> **INSTRUCTIONS**:
1. In the passage on Dendrite's 2020 progress, how is Complement described?
2. Pick up the passage on Dendrite's 2020 progress after its final listed item and continue it in the same style.

> **TEXT SHOWN**:
Here’s a pretty picture courtesy of GitHub to visualise the progress:

020-10-08-dendrite-contributors.png

Throughout 2020 there’s been a huge amount of stabilisation work and polish:

  • Refactoring much of Dendrite’s foundation to make the codebase more maintainable
  • Created all-new user server, key server, signing key server microservices
  • Moving some work from existing microservices (ultimately superseding the former currentstateserver, publicroomsapi and typingserver microservices altogether)
  • Developing new testing infrastructure:
    • Complement - our brand new Golang Matrix integration test harness
    • Are We Synapse Yet - an aggregator which parses sytest/complement output to compare how close Dendrite is to passing
  • All the Matrix 1.0 work - particularly state res v2 & room version support
  • Making it work with more P2P transports for all the exciting P2P experiments
  • Supporting backfill and fetching missing events
  • Fixing up SQLite support to make it work as a first class citizen (with shared storage code where we can!)
  • Supporting both sending and rejecting invites (even over federation)

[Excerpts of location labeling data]
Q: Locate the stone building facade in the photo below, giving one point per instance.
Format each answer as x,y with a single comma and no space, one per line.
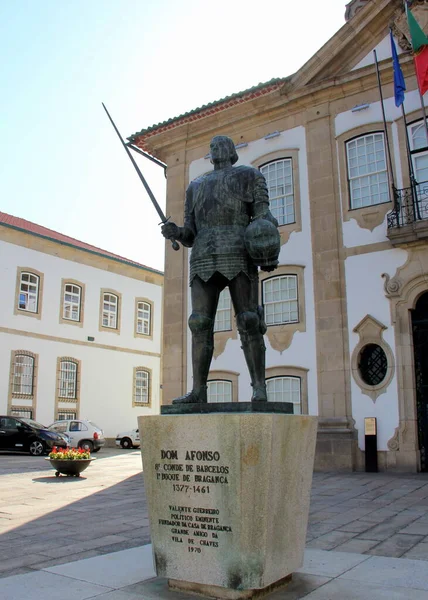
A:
353,276
80,330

> **OUTPUTS IN ORDER**:
1. Complement is described as a brand new Golang Matrix integration test harness.

2.
  • E2E encryption support (one-time keys, device lists, send-to-device support)
  • Improved federation sender logic (resend retries, backoffs, blacklisting, metrics, resetting backoffs when receiving transactions)
  • Handling both inbound and outbound redactions
  • User interactive authentication (and implemented on various ‘sudo’ endpoints e.g. deleting devices and changing passwords)
  • Respecting server ACLs
  • Rejecting / soft-failing events properly
  • Support for database schema upgrades

... which brings us at last to the present day (Oct 2020), as we declare Dendrite sufficiently stable that we consider it ready for beta testing!

In practice, this means **Dendrite is now ready for experimentation by adventurous Matrix sysadmins. It is NOT ready for production usage yet, but we need folks to test it and help us iron out the remaining bugs! **Please do not trust it with sensitive data yet, and we don’t recommend trying to run it at scale yet as we haven’t done any serious optimisation work yet.

That said, we do provide the following guarantees:

  • We’re providing versioned releases from here on in, beginning with 0.1.0
  • We don’t expect any major breaking changes to the config or architecture before 1.0
  • Ready for early adopters to try running Dendrite without experiencing ~daily breaking churn
  • The database schema is now stable and will upgrade itself going forwards - your database should now be here to stay! (assuming we don’t hit any nasty data loss bugs during beta)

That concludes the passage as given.